Description of the task
Rescale the items from the line with "Task: point out the headlight, placing" to the line with "[[624, 167], [188, 162]]", both lines included. Write every line in that span again, requests included, but multiply each point coordinate in the answers by 1.75 and round to a whole number, with halves rounded up, leaving the requests and their format samples unchanged.

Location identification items
########
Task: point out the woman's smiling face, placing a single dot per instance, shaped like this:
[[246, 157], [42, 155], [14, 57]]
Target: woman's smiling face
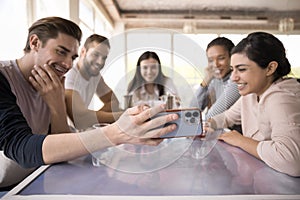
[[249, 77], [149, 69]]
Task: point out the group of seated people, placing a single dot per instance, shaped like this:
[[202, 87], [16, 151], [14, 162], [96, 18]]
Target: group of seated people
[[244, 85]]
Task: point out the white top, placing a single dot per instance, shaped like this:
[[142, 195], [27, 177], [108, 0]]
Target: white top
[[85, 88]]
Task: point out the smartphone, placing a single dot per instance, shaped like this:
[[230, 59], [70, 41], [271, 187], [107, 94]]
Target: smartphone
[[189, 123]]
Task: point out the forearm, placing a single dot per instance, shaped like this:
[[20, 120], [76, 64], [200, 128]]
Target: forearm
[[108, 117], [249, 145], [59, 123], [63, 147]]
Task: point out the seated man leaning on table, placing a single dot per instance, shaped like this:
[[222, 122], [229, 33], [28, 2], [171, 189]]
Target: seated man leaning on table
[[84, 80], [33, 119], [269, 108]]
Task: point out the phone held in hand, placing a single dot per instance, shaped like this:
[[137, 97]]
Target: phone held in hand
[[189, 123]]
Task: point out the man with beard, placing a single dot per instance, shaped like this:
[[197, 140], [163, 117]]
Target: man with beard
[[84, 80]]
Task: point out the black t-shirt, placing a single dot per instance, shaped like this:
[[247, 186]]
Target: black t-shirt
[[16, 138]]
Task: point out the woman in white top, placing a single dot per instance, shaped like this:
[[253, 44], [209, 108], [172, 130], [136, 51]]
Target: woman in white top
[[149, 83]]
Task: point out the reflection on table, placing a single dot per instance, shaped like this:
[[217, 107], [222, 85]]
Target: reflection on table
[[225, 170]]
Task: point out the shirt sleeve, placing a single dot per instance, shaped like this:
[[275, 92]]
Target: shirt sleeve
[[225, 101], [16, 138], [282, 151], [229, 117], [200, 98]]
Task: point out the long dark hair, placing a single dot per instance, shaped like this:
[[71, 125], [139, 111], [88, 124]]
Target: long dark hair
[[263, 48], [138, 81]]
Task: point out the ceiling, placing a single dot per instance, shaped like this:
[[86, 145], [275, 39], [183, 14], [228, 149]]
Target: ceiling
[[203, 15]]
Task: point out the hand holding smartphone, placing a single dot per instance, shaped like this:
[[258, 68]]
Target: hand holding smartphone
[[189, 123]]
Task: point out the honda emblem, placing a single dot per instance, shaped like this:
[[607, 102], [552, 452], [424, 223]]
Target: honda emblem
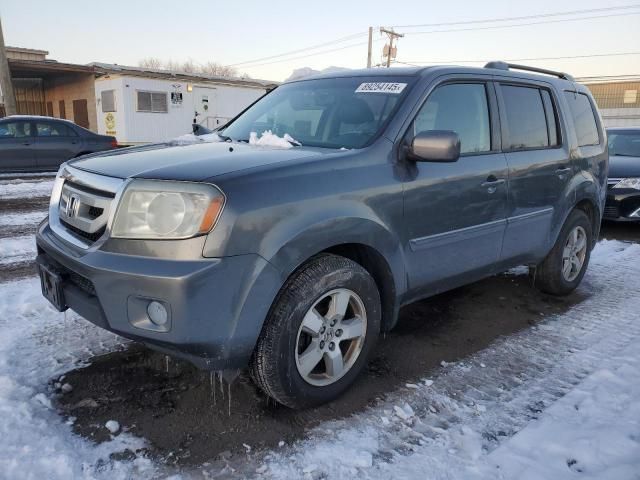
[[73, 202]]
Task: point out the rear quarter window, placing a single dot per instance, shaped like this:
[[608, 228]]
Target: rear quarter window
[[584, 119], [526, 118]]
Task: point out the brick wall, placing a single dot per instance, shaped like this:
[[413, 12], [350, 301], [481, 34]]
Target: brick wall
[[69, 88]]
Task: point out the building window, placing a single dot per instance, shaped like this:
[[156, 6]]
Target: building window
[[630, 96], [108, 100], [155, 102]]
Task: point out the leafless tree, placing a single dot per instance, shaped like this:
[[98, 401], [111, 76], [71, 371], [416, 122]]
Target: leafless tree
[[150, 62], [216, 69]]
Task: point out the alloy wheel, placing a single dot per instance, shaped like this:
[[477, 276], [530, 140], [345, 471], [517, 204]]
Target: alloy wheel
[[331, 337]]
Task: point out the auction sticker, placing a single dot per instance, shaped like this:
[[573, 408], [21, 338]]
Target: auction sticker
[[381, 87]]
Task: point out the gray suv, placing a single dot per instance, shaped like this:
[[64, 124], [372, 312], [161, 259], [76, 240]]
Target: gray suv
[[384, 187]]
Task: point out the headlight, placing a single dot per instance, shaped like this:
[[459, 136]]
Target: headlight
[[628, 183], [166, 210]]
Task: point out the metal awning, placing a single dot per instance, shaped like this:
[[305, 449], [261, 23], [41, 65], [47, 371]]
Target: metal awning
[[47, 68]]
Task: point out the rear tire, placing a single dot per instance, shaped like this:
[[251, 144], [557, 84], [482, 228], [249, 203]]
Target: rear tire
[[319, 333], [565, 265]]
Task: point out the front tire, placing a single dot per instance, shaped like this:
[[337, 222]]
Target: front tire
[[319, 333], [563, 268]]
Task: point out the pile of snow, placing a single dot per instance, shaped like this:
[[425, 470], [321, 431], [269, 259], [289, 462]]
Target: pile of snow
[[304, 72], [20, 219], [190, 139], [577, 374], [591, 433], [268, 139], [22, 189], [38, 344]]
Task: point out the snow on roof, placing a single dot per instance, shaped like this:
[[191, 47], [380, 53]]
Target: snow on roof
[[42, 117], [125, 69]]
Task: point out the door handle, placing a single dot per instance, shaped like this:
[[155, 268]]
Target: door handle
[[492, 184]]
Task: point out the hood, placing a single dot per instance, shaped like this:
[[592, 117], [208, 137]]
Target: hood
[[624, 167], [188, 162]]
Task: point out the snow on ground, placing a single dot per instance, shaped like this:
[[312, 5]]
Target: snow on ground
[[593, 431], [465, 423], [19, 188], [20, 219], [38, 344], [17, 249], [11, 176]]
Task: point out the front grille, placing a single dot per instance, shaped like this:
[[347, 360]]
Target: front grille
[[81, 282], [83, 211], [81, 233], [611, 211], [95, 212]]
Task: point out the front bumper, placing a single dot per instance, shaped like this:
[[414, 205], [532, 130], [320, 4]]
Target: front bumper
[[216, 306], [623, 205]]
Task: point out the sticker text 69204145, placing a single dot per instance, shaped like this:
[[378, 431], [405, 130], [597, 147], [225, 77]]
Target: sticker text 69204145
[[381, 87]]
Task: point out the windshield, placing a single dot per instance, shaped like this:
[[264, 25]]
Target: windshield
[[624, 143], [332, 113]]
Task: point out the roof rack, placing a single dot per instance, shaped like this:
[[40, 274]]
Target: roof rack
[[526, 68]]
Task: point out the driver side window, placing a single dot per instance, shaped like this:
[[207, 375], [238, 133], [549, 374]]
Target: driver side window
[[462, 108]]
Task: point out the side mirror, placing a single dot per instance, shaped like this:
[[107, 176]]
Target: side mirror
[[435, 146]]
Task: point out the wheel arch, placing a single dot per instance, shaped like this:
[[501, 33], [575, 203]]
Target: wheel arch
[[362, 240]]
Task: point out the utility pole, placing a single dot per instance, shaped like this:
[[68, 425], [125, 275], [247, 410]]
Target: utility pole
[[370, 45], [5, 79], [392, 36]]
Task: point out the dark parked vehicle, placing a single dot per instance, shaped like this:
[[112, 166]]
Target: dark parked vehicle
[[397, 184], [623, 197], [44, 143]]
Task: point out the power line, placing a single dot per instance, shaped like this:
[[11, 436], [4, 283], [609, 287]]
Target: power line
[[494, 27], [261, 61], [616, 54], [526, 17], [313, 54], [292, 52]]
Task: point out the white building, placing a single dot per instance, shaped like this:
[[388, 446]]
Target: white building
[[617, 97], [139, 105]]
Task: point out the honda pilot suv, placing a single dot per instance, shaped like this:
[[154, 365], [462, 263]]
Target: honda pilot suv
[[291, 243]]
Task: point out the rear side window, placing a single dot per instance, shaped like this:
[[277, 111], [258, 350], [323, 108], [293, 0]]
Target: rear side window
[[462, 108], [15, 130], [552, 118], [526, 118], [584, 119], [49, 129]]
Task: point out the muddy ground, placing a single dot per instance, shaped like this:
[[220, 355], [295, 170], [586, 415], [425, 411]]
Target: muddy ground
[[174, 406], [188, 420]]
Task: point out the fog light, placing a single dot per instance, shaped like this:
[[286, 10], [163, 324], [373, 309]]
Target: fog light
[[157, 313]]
########
Result
Task: point out the headlight, placing a single dot per instance, shaped like this:
[[459, 136]]
Target: headlight
[[1099, 320], [291, 368]]
Task: point out the metal awning, placing a single dot per instance, shaped like this:
[[305, 449], [261, 23], [41, 65], [47, 371]]
Target: metal awning
[[82, 119]]
Task: point out the rear tire, placing a single dot per instance, shaped like this:
[[251, 144], [557, 84], [482, 228], [249, 203]]
Target: rear tire
[[558, 583], [989, 464]]
Task: point out the front tire, placing a single dot per instance, shaped like this:
[[337, 222]]
Target: front tire
[[558, 583], [985, 469]]
Task: point out the pile of snow, placing a single dot per instance, shaped like this:
[[425, 470], [321, 431], [269, 259], [289, 462]]
Target: pile of snow
[[532, 126], [35, 383], [333, 243], [1010, 655], [1034, 758], [469, 243], [39, 331], [67, 602]]
Task: point out the snow on roof, placing a single dot per instance, shaped like this:
[[191, 47], [380, 53]]
Target: snow on roof
[[74, 205], [219, 121]]
Task: point out the door handle, placing a single dot per instance, shaped like this:
[[155, 268]]
Target: door handle
[[861, 322]]
Task: point out the hood, placing a single dot per instance, shaped like this:
[[592, 117], [208, 137]]
Target: hood
[[1092, 292], [329, 284]]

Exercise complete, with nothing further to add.